-- Start Information provided --
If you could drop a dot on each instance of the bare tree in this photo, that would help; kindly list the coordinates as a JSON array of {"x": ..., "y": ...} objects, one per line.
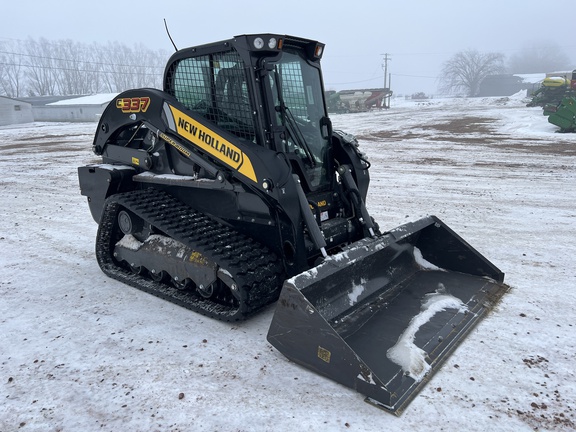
[
  {"x": 41, "y": 67},
  {"x": 465, "y": 71},
  {"x": 12, "y": 69},
  {"x": 539, "y": 57}
]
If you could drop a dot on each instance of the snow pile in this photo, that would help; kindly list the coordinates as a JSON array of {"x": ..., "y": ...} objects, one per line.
[{"x": 405, "y": 353}]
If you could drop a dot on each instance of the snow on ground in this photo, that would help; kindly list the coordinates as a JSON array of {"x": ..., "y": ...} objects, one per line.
[{"x": 81, "y": 352}]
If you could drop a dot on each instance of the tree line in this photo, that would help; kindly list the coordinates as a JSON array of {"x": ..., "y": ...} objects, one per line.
[
  {"x": 65, "y": 67},
  {"x": 465, "y": 70}
]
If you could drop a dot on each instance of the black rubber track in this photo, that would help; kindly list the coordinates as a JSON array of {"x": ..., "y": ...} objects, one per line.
[{"x": 258, "y": 273}]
-- End Information provided --
Given exercise:
Recast the listing above as a Markdown table with the columns Row and Line, giving each nonblank line its own numbered row. Omit the pictures.

Solved exercise:
| Row | Line |
|---|---|
| 1 | If you could drop a dot on each instance of the bare tree in this photo, that would help; kindly list the coordinates as a JSON array of {"x": ..., "y": ...} objects, one per line. |
| 2 | [ |
| 3 |   {"x": 41, "y": 67}, |
| 4 |   {"x": 465, "y": 71}, |
| 5 |   {"x": 12, "y": 69}, |
| 6 |   {"x": 539, "y": 57} |
| 7 | ] |
| 8 | If you could drop a dot on each instance of the snow pile in this photo, that would help; kindly list the coordinates as a JSON array of {"x": ..., "y": ...} objects, one per line. |
| 9 | [{"x": 405, "y": 353}] |
| 10 | If you could drop a dot on each instance of the snow on ground in this photo, that would help; kindly list the coordinates as a JSON array of {"x": ..., "y": ...} objects, one per line. |
| 11 | [{"x": 81, "y": 352}] |
| 12 | If you could drop a dot on each instance of the tree line in this photo, that would help; kindly list the coordinates as a JSON array of {"x": ..., "y": ...} objects, one per line. |
| 13 | [ |
| 14 |   {"x": 65, "y": 67}, |
| 15 |   {"x": 465, "y": 70} |
| 16 | ] |
| 17 | If you could drop a dot on each instance of the black rubber track in this photo, that would help; kindly list the coordinates as a JSON array of {"x": ..., "y": ...} objects, one per line. |
| 18 | [{"x": 258, "y": 273}] |